◆ TASK TO COMPLETE ◆
Take the line that contains "Keep to these rules. Indicate every instance of the horse's" and each line after it in the material below, and transcribe them exactly, stopping at the end.

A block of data
++++++++++++++++++++
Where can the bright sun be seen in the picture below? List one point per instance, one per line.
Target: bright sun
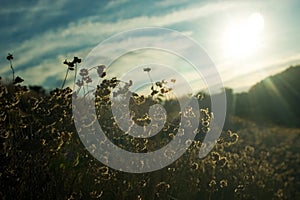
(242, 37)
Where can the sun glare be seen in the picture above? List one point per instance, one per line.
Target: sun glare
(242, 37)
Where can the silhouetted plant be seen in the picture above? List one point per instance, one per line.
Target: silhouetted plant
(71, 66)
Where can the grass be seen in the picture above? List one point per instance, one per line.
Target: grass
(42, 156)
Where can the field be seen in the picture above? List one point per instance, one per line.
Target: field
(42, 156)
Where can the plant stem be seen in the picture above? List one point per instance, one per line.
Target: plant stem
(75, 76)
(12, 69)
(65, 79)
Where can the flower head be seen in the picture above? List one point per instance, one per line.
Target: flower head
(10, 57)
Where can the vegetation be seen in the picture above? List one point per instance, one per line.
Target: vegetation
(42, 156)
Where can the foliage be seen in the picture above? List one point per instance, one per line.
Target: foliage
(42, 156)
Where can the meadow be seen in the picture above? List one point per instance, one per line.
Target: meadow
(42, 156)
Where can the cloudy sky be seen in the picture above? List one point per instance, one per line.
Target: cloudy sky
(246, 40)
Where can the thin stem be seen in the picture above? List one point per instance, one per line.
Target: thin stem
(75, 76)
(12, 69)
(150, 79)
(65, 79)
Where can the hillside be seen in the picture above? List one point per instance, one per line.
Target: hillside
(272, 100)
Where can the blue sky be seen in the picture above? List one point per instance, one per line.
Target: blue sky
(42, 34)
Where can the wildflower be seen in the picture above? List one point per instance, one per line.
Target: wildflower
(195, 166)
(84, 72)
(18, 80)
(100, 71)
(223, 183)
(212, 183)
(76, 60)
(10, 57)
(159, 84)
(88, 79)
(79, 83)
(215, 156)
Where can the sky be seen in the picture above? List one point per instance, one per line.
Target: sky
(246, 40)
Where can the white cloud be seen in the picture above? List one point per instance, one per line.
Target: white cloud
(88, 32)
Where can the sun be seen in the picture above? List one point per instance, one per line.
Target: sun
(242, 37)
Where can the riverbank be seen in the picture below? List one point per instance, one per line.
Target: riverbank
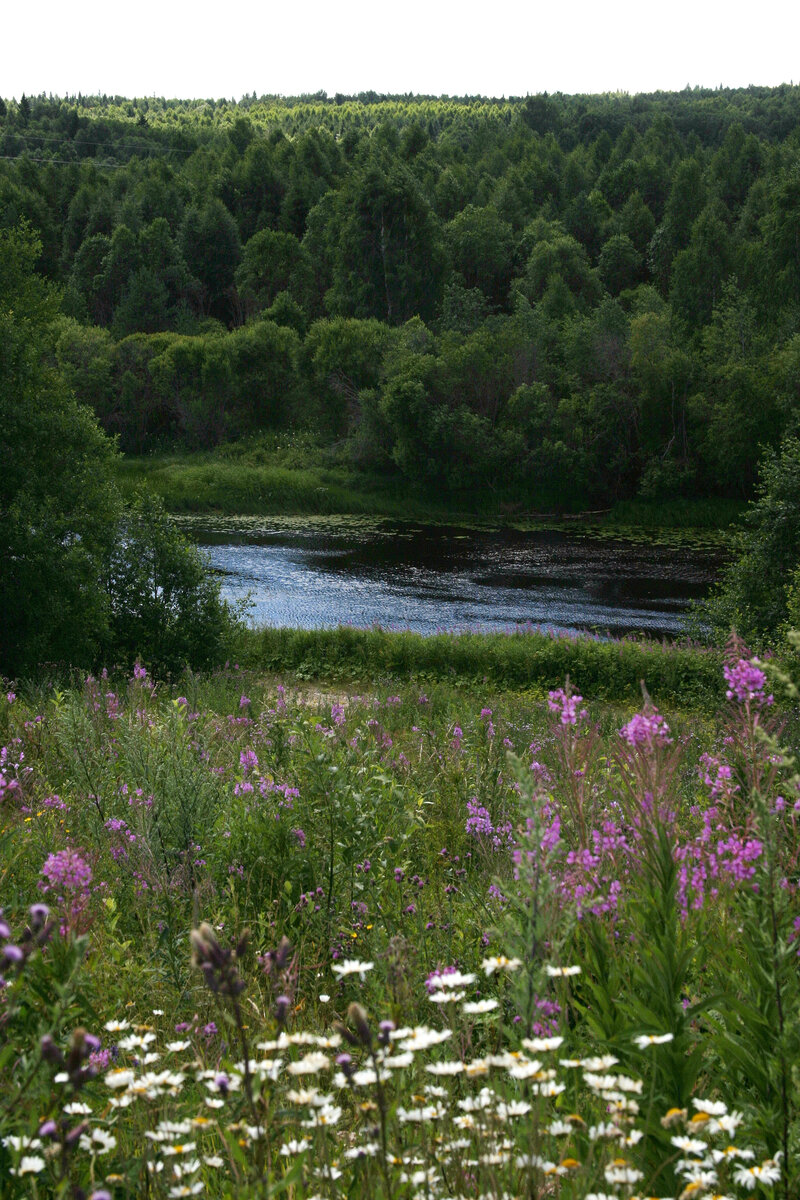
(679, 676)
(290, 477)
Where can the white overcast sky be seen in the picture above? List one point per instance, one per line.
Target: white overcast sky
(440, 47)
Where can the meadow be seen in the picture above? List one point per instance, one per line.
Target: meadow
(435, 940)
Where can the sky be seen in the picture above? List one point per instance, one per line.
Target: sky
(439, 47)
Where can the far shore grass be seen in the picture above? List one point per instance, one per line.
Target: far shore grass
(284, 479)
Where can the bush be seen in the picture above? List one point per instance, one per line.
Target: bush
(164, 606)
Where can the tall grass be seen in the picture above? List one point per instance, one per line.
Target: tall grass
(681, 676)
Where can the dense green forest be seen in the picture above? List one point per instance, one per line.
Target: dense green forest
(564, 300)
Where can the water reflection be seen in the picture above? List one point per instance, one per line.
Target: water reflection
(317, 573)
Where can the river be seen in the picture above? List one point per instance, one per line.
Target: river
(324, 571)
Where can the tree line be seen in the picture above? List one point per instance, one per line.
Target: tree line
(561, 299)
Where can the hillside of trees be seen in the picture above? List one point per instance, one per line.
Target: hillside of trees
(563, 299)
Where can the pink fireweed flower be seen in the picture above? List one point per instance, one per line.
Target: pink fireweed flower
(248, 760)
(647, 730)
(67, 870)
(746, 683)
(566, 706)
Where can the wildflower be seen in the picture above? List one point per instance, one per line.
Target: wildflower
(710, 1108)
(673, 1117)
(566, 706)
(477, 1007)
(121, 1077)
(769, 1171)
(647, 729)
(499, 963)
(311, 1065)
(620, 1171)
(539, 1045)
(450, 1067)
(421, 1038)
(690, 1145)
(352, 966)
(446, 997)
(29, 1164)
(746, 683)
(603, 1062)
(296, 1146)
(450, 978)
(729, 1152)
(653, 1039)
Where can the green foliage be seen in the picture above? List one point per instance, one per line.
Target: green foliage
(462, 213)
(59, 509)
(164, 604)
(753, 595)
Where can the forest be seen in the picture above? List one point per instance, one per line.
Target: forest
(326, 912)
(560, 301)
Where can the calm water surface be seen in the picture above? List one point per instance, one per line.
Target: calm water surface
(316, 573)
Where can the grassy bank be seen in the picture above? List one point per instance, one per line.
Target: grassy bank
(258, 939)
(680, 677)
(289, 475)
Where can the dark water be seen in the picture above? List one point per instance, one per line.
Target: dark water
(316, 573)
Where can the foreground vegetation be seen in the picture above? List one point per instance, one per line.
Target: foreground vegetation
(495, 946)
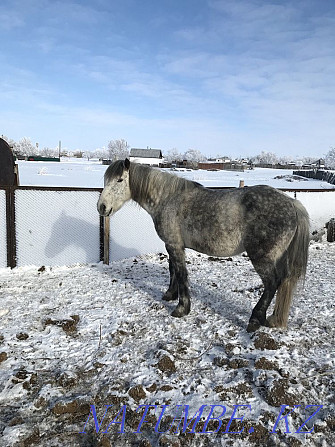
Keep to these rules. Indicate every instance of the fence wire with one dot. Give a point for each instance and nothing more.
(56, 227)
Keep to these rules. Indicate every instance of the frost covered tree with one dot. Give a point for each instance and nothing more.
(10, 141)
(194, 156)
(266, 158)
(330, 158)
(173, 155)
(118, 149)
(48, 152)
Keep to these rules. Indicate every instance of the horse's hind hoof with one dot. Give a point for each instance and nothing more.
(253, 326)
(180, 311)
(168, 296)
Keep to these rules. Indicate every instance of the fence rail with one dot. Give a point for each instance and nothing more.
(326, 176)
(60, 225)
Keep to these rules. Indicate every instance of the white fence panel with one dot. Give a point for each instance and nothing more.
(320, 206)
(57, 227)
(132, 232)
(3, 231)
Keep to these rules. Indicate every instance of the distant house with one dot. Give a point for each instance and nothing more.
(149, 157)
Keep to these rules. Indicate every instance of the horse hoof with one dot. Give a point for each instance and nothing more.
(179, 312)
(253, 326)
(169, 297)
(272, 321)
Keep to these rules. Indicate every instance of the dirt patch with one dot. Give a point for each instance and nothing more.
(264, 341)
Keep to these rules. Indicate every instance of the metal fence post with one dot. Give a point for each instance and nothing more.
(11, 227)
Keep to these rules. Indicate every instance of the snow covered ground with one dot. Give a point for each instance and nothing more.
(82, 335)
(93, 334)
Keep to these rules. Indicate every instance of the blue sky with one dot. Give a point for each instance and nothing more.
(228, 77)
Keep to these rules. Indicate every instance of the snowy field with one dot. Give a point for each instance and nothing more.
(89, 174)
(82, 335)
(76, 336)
++++++++++++++++++++
◆ SOLUTION TO THIS TASK ◆
Keep to these rules. Indicate every instance of the horse's hind hoof with one dot. Give a point for each instance and nothing more.
(253, 326)
(180, 311)
(168, 296)
Keep to these rules. Indicate every instance of the fence rail with one dot. Give a point for each instance and nothing more.
(326, 176)
(60, 225)
Keep to these rules. Indicate every instance of the white fence panel with one dot. Give a point for each instance and nothing more.
(320, 206)
(57, 227)
(132, 232)
(3, 231)
Keep to these rules. Indicate every instance of the distant house with one dot. Give a point for each instance and nothing more.
(149, 157)
Keep to these rules. Indicate every instance of the horse hoof with one dot. Give a point for each instance and nothing more.
(179, 312)
(253, 326)
(169, 297)
(272, 321)
Keep to these rules. Indicate every instance of the dirt patch with one dot. Give a point for each instance and nothing more.
(264, 341)
Keep to these rules. Indicate every instance of the metal fence post with one dot. Give a point for each instance and nothing more.
(11, 227)
Keep to these rules. Indicate every instance of the snow covered ground with one dot. Give a point for each instance and nothing more.
(82, 335)
(93, 334)
Keep to these rules. Indicate every instance of the blue sky with one dot. Give a point for each instance and nothing more.
(228, 77)
Keep to these rules. Indicate every instance of the snowy field with one dot. Give a point for each instance and nothing more.
(89, 174)
(82, 335)
(76, 336)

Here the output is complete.